# [Tasks and exercises]
A – In the Andrew Hastie biography, duplicate everything from "The 9/11 terrorist" down to "in Washington, D.C.".
B – Using the Andrew Hastie biography, list every school, university, or college he attended up to and including his 2006 graduation from Duntroon.

**** Reading passage

Andrew William Hastie is an Australian politician, and former military officer, serving as the Shadow Minister for Defence since 2022. He previously served as the Assistant Minister for Defence from 2020 to 2022 under in the Morrison Government. Hastie was Chair of the Parliamentary Joint Committee on Intelligence and Security from 2017 to 2019, which he rejoined in 2022. Prior to politics, he was a troop commander in the Special Air Service Regiment.

Early life
Hastie was born in Wangaratta to Sue, a primary school teacher for children with special needs, and Peter, who had started a church in that country town. At age 5, he and his family moved to Sydney when his father became the pastor of the Presbyterian Church in Ashfield. He began his Primary education at Ashbury Public School. From year 5 he attended The Scots College in Sydney, completing his Higher School Certificate in 2000.

Intending to become a journalist, Hastie began a Bachelor of Arts in History, Politics and Philosophy at the Kensington Campus of University of New South Wales in 2001.

The 9/11 terrorist attacks, which killed the daughter of his primary school teacher, prompted Hastie to change plans. After completing second year at the Kensington Campus, he transferred to the Australian Defence Force Academy in Canberra in 2003, finishing his bachelor's degree in 2004. He took an honours year in 2005; where his final thesis examined Charles Bean's official history of the Australian and New Zealand Army Corps.

Hastie went on to officer training at Royal Military College, Duntroon in 2006, where he met his political mentor John Anderson. In 2007, Hastie completed the George Washington University Elliott School of International Affairs U.S. Foreign Policy Summer Program in Washington, D.C.

Military career

Hastie began military service as a reservist in 2001 with the University of New South Wales Regiment. After graduation from Duntroon in 2006, he was commissioned as a lieutenant in December of that year.

********
**** Listed entries

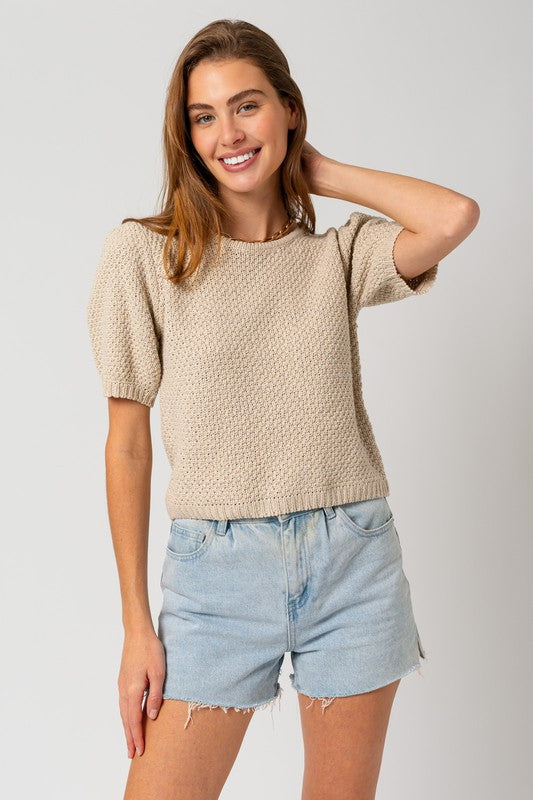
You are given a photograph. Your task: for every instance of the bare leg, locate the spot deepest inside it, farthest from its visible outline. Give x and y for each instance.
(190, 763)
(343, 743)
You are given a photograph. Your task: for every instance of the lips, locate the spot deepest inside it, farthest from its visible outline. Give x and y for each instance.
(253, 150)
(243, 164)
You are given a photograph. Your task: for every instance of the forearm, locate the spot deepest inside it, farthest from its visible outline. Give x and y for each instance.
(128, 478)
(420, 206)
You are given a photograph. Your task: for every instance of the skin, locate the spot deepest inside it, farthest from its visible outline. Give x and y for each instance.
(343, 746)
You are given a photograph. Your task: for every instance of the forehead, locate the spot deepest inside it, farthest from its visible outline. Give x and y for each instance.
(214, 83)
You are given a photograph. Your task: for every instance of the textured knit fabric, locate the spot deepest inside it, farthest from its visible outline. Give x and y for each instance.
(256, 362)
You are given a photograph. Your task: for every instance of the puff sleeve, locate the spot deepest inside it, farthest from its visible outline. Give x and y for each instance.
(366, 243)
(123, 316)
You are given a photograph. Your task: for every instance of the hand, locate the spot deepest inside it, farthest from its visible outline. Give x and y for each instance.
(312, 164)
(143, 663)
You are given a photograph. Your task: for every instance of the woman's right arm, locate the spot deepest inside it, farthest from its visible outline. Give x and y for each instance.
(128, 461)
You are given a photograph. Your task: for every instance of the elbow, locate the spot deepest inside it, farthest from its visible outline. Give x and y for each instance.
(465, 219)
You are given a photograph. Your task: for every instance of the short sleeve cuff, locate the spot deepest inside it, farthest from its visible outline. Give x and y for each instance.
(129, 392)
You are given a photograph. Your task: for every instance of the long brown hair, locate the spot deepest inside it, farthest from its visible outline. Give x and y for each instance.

********

# [Responses to the tasks]
A –
The 9/11 terrorist attacks, which killed the daughter of his primary school teacher, prompted Hastie to change plans. After completing second year at the Kensington Campus, he transferred to the Australian Defence Force Academy in Canberra in 2003, finishing his bachelor's degree in 2004. He took an honours year in 2005; where his final thesis examined Charles Bean's official history of the Australian and New Zealand Army Corps.

Hastie went on to officer training at Royal Military College, Duntroon in 2006, where he met his political mentor John Anderson. In 2007, Hastie completed the George Washington University Elliott School of International Affairs U.S. Foreign Policy Summer Program in Washington, D.C.

B –
- Ashbury Public School
- The Scots College
- University of New South Wales (Kensington Campus)
- Australian Defence Force Academy
- Royal Military College, Duntroon